** Documento sorgente **
4.5 La Guida offre ancora una serie di indicazioni complementari sulla necessità di applicare la deroga in modo uniforme e di non compromettere, attraverso di essa, la conservazione di specie minacciate (§§ da 3.5.40 a 3.5.42) non escludendo peraltro a priori, come si ricava argomentando a contrario dal § 3.5.41, dalla deroga le specie migratrici.

4.6 Di interesse è infine il seguente rilievo che la Guida formula al 3.5.47 citando giurisprudenza della Corte di Giustizia: “l’obbligo incombente agli Stati membri di garantire che i prelievi di uccelli siano effettuati solo in «piccole quantità», a norma dell’art. 9, n. 1, lett. c), della direttiva, esige che i procedimenti amministrativi previsti siano organizzati in modo tale che tanto le decisioni delle autorità competenti di autorizzazione dei prelievi in deroga, quanto le modalità di applicazione di tali decisioni siano assoggettate ad un controllo efficace effettuato tempestivamente".

5. La normativa nazionale italiana ha recepito l’istituto appena ricostruito con l’art. 19 bis della legge generale sulla caccia, l. 11 febbraio 1992 n.157.

** Record archiviati **

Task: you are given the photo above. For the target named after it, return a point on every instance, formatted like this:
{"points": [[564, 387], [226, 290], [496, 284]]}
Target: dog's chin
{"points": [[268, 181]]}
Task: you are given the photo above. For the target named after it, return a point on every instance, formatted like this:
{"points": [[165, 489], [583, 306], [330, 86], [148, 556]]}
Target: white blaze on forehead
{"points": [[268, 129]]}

** Obiettivo **
Modifica il testo sulla deroga riscrivendo il passo che comincia con "4.5 La Guida" e prosegue fino a "le specie migratrici.", con "uniforme" sostituito da "omogeneo". Per svolgere il compito ci si basa esclusivamente sul testo.

** Risposta **
4.5 La Guida offre ancora una serie di indicazioni complementari sulla necessità di applicare la deroga in modo omogeneo e di non compromettere, attraverso di essa, la conservazione di specie minacciate (§§ da 3.5.40 a 3.5.42) non escludendo peraltro a priori, come si ricava argomentando a contrario dal § 3.5.41, dalla deroga le specie migratrici.